- WHAT YOU WILL DO -
In the listing below, find the line containing "Target: the black stripe on sleeve" and the line containing "[indicate] the black t-shirt". Repeat exactly those two lines and every line between them, nothing more.

- SOURCE MATERIAL -
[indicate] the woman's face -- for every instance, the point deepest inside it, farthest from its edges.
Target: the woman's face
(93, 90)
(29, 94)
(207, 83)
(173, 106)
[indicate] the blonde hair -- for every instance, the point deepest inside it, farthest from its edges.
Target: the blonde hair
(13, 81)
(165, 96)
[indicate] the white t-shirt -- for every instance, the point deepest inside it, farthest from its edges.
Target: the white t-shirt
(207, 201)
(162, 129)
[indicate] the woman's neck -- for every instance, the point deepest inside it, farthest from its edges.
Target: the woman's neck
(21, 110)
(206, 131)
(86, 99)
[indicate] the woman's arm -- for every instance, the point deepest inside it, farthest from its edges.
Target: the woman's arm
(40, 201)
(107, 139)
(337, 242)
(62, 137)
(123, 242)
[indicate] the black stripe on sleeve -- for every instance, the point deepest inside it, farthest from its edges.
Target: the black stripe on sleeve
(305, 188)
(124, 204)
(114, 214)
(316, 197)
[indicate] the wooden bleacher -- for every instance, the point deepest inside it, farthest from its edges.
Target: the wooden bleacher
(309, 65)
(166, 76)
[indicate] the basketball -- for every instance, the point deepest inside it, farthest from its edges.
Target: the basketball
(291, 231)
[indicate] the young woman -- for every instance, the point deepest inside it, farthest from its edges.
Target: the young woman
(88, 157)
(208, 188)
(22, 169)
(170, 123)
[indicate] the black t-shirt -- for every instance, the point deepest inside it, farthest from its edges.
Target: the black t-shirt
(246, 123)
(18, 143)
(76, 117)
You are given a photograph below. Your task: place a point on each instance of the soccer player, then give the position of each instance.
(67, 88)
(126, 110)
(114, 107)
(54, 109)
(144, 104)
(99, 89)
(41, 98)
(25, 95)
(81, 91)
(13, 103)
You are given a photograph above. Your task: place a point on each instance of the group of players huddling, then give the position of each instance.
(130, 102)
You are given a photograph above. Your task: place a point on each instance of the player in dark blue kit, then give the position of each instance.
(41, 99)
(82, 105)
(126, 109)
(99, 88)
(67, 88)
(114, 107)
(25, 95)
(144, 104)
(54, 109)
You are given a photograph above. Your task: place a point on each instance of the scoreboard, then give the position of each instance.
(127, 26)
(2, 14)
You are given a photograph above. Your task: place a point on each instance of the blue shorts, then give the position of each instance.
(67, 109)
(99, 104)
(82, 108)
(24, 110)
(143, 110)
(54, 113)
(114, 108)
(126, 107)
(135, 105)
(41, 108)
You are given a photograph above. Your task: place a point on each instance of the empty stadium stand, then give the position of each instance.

- SOLUTION TO THIS EXERCISE -
Target: the black stripe on sleeve
(305, 188)
(124, 204)
(114, 214)
(316, 197)
[indicate] the wooden bleacher -- for every instance, the point deepest inside it, farthest from its edges.
Target: the wooden bleacher
(309, 65)
(166, 76)
[indicate] the basketball -- for every instance, the point deepest inside it, farthest from its edges.
Target: the basketball
(291, 231)
[indicate] the young woman -- for every instance, the point deepest inside it, farthest from its edges.
Target: the young woman
(88, 157)
(208, 188)
(22, 169)
(170, 123)
[indicate] the black t-shirt -- for every instance, the point deepest inside it, farthest from its edges.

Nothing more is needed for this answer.